--- SET OF TASKS ---
(A) According to the blackberry-picking post, during which months are blackberries harvested?
(B) Summarize the blackberry-picking post in two sentences.
(C) Proceed with the blackberry-picking post, picking up right after its final tip.

You might get a pleasant and edible surprise – it’s blackberry season again!
I have bizarrely fond childhood memories of going out with my little brother, auntie, uncle, nan and granddad into the wild expanse of Epping Forest and getting slashed to pieces by the nettles and thorns and thinking, hang on a minute, I thought this was supposed to be fun… There was always a bottle of TCP handy, or a round, yellow, tin of pink, stinky germaline, which I think stung more than the thorns.
Foraging for food is a bit of dying art for the general populous and let’s face it, it’s not exactly a practical or guaranteed way of putting plentiful food on the table regularly, when you have a house to run, kids to get to school and work to go to, occupying most of the week. And anyway, most of us wouldn’t know a wild garlic unless we fell over it – believe me, the smell soon gives it away then…
That said, there are a few fruits and vegetables that are dead easy to identify and they come in abundant amounts through the year and you can combine a healthy walk with the family, with a poke about in the hedgerow, followed by a mouth-watering cook up that will save you money and create zero waste for your bin.
(I’ll document my favourite freebie harvests here on the blog, telling you what to look out for, how to pick them and what to do once you’ve got the goodies home.)
If you can find a few low-lying hedges near you on rambling paths, nature walks or even in busy city parks, you should be able to find blackberries amongst them over the coming weeks. They spread like wildfire and you often get fabulous clumps of bushes that come up year after year, so make a note of the best venues, laden with those easy to identify juicy fruits.
They are harvested from August through to October. It’s still pretty early really and we’ve had no decent sunshine to speak of, so you’ll probably find more hard green and red ones than those plumptious blacks so do go back in a few weeks time for second pickings. Look for the berries at the end of the cane, as they are the sweetest. You can pick a few if they are a little smaller and quite firm to the touch, but they won’t be as tasty, however the odd few will bulk out a recipe nicely and they’ll take on the flavour of the other fruits.
Here are my top tips for a successful session of blackberry picking.
- Combine your forage with a nice family walk and make a morning or afternoon of it.
- Choose bushes away from the roads, so they are less contaminated from the polluting emissions from passing traffic and it’s altogether safer too…
- Choose bushes away from agricultural land that may have been sprayed with chemicals or pesticides.
- Don’t strip the bushes of all they have to offer – leave plenty for the wildlife who depend upon them for food and be careful not to damage other plants in the vicinity; you are picking in Mother Nature’s back yard and she caters for many more than you and yours.
- Wash and pat dry your bounty when you get home and pick out any bad ones and put them in your composter or wormery.

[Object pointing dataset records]

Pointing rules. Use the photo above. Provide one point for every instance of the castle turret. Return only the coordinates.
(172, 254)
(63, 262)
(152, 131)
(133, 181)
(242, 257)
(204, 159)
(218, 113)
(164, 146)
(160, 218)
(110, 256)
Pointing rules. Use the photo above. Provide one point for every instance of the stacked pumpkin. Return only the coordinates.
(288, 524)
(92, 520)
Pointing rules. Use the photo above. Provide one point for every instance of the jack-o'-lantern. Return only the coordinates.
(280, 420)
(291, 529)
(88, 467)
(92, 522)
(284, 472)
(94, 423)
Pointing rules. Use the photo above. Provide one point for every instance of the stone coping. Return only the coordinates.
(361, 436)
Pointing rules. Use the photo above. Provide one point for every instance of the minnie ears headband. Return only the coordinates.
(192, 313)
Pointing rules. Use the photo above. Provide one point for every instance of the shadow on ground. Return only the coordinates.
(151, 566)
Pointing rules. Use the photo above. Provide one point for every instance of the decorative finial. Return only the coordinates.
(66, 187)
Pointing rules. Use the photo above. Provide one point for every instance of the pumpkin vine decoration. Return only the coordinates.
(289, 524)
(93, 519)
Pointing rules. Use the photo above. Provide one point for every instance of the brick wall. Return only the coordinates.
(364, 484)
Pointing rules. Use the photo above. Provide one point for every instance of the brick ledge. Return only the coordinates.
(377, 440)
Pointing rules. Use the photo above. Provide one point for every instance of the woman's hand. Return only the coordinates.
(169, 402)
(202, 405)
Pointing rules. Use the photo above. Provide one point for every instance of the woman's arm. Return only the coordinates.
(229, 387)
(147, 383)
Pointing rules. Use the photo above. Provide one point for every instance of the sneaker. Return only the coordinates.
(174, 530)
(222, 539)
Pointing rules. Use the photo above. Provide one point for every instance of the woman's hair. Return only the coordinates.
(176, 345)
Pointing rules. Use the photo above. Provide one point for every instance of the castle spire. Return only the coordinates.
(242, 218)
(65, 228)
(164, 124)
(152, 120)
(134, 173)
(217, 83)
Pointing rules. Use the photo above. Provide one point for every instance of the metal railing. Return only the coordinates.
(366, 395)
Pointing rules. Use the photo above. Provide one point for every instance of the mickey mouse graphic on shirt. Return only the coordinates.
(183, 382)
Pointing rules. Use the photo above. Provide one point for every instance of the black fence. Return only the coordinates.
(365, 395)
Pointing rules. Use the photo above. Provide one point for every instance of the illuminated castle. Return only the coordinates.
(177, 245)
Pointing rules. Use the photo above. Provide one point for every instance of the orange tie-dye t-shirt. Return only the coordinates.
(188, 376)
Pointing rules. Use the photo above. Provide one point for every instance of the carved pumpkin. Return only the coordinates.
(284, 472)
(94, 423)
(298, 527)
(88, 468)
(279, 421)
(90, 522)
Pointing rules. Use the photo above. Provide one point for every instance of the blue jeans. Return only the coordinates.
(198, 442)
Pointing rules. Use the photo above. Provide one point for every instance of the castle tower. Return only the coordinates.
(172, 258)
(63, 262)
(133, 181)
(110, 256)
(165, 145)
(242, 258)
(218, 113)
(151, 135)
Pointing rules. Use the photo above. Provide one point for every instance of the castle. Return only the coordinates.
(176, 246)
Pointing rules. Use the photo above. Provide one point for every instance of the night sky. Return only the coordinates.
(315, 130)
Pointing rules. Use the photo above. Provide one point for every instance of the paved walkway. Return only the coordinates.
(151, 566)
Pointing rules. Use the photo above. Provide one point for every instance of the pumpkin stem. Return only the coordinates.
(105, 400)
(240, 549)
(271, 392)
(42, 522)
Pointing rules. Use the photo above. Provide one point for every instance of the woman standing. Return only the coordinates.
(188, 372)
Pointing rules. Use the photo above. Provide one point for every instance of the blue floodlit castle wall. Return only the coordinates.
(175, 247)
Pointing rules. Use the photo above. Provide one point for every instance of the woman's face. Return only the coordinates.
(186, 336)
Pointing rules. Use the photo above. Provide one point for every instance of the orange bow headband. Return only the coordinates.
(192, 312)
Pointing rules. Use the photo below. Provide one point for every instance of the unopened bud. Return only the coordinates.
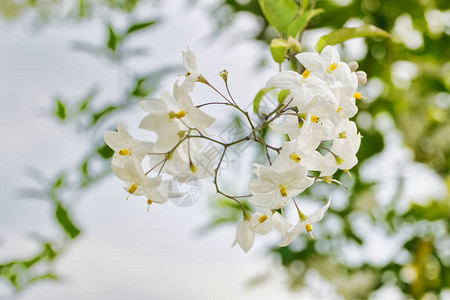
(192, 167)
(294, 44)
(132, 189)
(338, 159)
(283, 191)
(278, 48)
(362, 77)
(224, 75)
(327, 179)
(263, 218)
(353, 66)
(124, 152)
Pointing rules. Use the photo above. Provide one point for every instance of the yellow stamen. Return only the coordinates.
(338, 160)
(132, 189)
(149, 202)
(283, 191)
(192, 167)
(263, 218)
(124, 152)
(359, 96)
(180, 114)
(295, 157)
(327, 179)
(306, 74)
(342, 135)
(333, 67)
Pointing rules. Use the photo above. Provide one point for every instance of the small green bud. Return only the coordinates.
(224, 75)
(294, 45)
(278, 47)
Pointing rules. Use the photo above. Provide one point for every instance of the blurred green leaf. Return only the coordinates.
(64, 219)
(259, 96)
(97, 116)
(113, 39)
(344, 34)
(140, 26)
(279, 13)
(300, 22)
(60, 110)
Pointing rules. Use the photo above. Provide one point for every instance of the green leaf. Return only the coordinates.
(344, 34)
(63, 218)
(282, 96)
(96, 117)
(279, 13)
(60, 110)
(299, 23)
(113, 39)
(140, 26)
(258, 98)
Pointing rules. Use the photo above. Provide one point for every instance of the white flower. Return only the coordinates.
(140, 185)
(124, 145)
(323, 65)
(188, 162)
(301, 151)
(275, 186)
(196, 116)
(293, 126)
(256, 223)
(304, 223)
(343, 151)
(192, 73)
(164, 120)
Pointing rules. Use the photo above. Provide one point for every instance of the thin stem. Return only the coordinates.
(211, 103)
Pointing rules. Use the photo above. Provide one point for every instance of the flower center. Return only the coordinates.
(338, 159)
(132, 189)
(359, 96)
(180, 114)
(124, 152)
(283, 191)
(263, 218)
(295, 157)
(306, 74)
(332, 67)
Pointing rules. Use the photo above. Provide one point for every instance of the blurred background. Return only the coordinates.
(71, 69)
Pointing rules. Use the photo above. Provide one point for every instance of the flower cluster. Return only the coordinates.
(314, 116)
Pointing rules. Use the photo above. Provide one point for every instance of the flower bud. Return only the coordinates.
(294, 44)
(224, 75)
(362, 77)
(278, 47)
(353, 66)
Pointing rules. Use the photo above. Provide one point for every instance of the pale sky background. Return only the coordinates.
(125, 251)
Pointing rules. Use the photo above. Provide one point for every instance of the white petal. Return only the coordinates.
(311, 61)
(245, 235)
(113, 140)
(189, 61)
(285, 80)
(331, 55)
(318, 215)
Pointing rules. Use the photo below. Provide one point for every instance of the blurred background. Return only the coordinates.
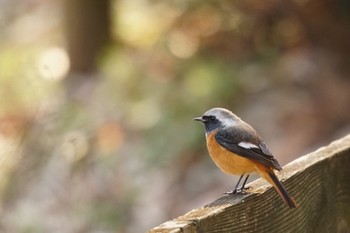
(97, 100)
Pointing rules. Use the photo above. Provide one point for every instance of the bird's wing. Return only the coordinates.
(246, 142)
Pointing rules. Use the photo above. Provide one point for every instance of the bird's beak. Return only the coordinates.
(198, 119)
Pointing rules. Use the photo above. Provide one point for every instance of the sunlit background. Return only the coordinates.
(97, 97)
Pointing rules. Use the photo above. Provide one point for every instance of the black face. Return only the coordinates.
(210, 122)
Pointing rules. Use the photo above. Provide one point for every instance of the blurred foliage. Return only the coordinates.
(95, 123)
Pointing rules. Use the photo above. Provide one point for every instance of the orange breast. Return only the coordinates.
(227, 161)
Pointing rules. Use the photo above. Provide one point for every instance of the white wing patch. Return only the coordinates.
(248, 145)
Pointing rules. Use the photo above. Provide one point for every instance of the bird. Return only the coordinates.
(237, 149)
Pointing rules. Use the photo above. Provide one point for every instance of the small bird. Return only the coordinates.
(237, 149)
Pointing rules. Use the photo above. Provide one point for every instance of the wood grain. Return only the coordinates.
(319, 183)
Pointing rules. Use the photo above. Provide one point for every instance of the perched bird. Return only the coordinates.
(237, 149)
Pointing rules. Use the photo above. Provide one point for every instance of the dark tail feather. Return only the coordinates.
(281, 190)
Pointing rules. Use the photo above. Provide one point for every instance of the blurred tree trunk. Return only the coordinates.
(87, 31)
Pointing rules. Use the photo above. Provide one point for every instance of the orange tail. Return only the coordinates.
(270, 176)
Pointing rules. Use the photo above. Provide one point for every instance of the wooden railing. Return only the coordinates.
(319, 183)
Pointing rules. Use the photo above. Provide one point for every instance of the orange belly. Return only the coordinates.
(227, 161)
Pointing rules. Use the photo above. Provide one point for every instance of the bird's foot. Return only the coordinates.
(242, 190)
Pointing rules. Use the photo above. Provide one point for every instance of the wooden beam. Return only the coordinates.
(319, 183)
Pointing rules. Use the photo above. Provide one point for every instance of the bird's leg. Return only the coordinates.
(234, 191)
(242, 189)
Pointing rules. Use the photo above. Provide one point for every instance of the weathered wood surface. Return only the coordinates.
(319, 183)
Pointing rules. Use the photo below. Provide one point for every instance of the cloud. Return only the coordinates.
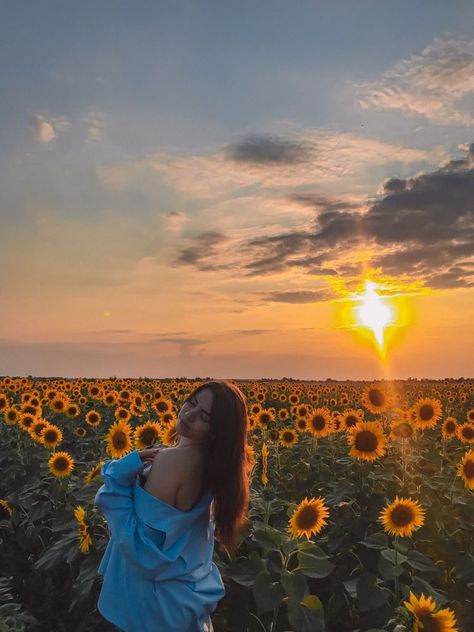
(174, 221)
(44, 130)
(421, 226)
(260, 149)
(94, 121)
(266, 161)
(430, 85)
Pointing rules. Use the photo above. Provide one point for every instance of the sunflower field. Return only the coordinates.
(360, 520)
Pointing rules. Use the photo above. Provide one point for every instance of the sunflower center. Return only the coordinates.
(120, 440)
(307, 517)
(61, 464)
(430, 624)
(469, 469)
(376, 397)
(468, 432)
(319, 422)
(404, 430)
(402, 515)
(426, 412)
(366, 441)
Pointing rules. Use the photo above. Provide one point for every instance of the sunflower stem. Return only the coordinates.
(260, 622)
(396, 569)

==

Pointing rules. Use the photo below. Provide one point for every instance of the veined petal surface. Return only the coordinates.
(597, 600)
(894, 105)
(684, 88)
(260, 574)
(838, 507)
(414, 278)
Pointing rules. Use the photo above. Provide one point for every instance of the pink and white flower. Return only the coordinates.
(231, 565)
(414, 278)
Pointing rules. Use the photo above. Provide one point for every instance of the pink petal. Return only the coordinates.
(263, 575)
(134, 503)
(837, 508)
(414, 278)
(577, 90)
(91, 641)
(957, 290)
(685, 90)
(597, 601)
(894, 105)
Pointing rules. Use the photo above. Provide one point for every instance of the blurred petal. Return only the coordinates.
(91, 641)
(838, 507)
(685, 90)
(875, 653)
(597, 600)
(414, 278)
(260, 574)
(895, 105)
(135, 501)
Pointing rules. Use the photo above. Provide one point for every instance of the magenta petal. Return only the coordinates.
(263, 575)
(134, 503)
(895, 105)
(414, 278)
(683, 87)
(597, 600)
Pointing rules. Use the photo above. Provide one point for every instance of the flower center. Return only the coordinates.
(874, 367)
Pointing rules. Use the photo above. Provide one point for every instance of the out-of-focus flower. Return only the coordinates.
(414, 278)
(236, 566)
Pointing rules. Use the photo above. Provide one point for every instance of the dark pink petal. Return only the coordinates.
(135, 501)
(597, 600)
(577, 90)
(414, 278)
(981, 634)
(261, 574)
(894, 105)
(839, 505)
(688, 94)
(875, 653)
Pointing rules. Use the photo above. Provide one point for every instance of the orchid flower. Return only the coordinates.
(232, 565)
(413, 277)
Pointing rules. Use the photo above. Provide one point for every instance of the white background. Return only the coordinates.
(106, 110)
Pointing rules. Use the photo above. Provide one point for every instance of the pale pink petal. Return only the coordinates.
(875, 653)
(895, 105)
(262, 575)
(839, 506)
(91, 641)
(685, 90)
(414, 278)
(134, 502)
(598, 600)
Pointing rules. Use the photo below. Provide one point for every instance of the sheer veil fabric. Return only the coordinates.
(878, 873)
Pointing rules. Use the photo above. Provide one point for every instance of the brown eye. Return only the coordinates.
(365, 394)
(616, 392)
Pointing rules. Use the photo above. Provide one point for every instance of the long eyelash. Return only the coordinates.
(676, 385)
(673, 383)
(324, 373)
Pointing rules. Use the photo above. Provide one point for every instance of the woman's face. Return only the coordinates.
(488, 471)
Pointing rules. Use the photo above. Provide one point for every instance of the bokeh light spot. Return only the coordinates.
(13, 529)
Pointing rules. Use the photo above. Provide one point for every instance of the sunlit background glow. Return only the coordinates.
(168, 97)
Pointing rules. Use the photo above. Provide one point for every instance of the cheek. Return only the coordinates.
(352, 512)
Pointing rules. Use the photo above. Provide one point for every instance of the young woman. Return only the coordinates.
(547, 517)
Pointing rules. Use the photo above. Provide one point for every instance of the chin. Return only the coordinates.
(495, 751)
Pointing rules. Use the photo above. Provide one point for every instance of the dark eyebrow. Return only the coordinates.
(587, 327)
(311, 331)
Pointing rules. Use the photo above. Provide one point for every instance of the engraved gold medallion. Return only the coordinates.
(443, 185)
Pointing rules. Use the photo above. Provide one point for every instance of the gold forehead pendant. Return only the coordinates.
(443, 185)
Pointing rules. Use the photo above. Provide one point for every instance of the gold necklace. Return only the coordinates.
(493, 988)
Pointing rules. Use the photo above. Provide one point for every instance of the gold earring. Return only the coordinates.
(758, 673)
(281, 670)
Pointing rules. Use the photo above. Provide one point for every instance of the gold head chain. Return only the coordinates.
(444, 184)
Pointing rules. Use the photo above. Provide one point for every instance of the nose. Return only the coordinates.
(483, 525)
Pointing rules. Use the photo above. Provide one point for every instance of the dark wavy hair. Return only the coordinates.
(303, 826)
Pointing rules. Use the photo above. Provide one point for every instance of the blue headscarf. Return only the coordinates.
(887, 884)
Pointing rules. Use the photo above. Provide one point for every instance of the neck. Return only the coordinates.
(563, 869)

---

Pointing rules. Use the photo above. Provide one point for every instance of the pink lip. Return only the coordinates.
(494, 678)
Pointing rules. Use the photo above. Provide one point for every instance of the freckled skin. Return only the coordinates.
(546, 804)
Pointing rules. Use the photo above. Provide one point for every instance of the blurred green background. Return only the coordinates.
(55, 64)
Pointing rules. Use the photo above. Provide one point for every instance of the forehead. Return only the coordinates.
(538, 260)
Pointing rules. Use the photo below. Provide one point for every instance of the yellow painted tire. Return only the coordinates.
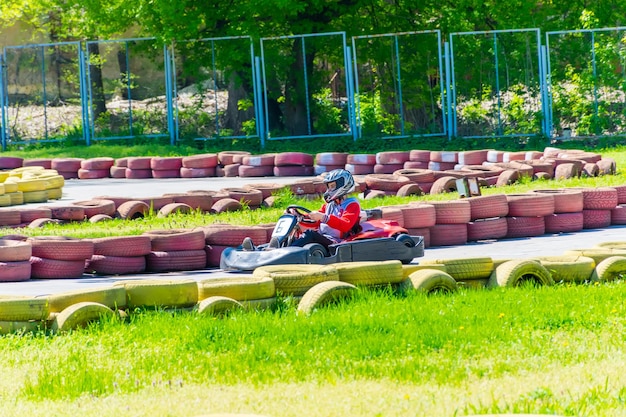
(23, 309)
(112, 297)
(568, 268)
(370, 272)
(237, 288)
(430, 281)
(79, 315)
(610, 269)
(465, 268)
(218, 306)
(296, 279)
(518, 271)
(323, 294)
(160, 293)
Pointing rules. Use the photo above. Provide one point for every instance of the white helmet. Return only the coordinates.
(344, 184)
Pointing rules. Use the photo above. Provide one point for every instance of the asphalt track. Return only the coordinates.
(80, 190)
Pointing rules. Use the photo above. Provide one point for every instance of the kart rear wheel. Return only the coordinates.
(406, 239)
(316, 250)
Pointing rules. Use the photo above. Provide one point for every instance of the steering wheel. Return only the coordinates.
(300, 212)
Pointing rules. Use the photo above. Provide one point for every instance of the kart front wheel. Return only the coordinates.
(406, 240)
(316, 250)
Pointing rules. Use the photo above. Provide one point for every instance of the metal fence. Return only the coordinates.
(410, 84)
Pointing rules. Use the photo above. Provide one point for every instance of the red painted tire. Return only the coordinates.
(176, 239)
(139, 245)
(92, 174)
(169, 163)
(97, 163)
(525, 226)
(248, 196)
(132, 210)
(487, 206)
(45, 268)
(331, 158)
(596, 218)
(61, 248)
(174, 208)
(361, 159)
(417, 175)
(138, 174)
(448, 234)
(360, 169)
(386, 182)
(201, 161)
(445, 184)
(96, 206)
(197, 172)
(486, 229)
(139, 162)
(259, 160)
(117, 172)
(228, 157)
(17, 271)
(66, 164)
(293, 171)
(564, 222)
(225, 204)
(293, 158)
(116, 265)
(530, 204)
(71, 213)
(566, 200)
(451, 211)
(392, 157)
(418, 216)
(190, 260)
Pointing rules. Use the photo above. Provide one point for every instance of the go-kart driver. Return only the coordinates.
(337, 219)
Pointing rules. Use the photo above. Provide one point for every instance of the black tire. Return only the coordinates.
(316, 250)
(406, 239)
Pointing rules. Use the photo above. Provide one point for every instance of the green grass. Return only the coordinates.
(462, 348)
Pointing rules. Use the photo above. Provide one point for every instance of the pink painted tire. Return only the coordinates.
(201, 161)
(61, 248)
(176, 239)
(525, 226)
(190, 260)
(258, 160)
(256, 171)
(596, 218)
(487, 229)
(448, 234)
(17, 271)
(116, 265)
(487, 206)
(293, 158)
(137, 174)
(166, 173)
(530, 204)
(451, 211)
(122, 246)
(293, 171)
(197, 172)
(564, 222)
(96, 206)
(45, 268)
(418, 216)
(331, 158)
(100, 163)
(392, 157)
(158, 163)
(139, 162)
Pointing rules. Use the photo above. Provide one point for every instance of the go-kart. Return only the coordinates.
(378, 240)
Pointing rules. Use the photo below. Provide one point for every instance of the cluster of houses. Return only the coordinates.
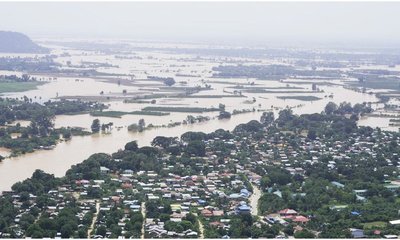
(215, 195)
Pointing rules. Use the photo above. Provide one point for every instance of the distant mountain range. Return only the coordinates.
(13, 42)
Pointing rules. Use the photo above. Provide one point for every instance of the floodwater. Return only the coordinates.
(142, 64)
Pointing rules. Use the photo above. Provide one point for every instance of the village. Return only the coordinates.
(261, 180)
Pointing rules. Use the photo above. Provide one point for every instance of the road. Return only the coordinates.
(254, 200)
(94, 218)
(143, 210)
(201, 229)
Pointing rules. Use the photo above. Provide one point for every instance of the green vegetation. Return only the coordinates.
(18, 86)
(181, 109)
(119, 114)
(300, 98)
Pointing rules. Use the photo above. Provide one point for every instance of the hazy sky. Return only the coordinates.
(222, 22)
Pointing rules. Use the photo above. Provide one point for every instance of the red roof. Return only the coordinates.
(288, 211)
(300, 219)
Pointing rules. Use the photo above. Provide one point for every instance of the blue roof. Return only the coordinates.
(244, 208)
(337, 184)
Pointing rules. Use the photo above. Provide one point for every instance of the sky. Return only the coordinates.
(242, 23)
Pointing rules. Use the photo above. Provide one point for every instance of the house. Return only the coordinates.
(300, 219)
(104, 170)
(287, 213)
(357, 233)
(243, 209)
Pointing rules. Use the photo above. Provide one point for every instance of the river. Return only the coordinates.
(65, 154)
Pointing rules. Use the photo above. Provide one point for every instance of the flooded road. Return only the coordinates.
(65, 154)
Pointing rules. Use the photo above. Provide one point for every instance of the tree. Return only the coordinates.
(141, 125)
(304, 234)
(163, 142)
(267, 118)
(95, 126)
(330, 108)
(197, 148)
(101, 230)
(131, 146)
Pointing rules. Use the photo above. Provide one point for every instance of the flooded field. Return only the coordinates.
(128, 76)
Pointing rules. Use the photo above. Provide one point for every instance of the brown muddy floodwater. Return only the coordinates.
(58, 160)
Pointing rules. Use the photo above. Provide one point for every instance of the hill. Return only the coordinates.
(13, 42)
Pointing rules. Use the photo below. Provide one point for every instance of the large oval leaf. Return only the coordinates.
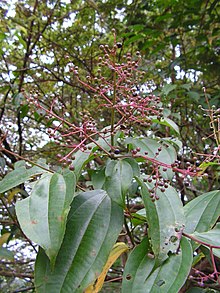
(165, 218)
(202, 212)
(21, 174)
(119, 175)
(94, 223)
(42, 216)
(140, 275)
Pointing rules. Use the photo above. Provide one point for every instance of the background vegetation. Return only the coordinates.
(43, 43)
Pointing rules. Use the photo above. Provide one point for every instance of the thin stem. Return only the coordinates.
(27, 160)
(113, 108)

--- ANSWERS FOR THE EXERCISE ---
(A) From August through to October.

(B) Blackberries grow abundantly in low-lying hedges along paths, nature walks and city parks and are harvested from August through October, with the sweetest berries found at the end of the cane. Pickers should make a family walk of it, choose bushes away from roads and sprayed farmland, leave plenty for wildlife, and wash and dry the berries at home, composting any bad ones.

(C)
- Put them in the fridge if you are going to eat them fresh in yoghurt or porridge in the next few days, or cook them up for jam and jellies, pie fillings, summer puddings or crumbles, as soon as possible – the fresher they are, the better.
I’ll post a recipe or two later today, once I’ve decided what I’m going to do with my harvest, pictured above. We had a leisurely but industrious walk this afternoon and it wore the children to a frazzle! I’ll be throwing some of the berries into our cereals this week, but think I might also use this lot to make a couple of bottles of syrup for blackberry and apple squash. I’ve got some recycled screw-top bottles ready and waiting. No additives, no preservatives, no mysterious E numbers, just simple and delicious, seasonal treats!
Recipe Time – it’s been one of those days today and I didn’t get around to making my squash, but it’s on the cards for tomorrow morning! In the meantime, I thought I’d post a couple of my favourite blackberry recipies for you to drool over. They are tried, tested and delicious. Have a trawl through and see what you fancy.
After all that talk of drink, nobody fancied it! The crowds were all yelling for ‘Jam please mum’, so here’s the one I finally went for!
It’s the ‘Bramble Jelly’ recipe from the River Cottage website and they have a wonderful array of seasonal recipes, designed to tempt you to go have some fun in the kitchen, so do hop on when you have a cup of tea to hand and 20 minutes spare…
Pick as many blackberries as you possibly can! (absolute minimum, I kilo).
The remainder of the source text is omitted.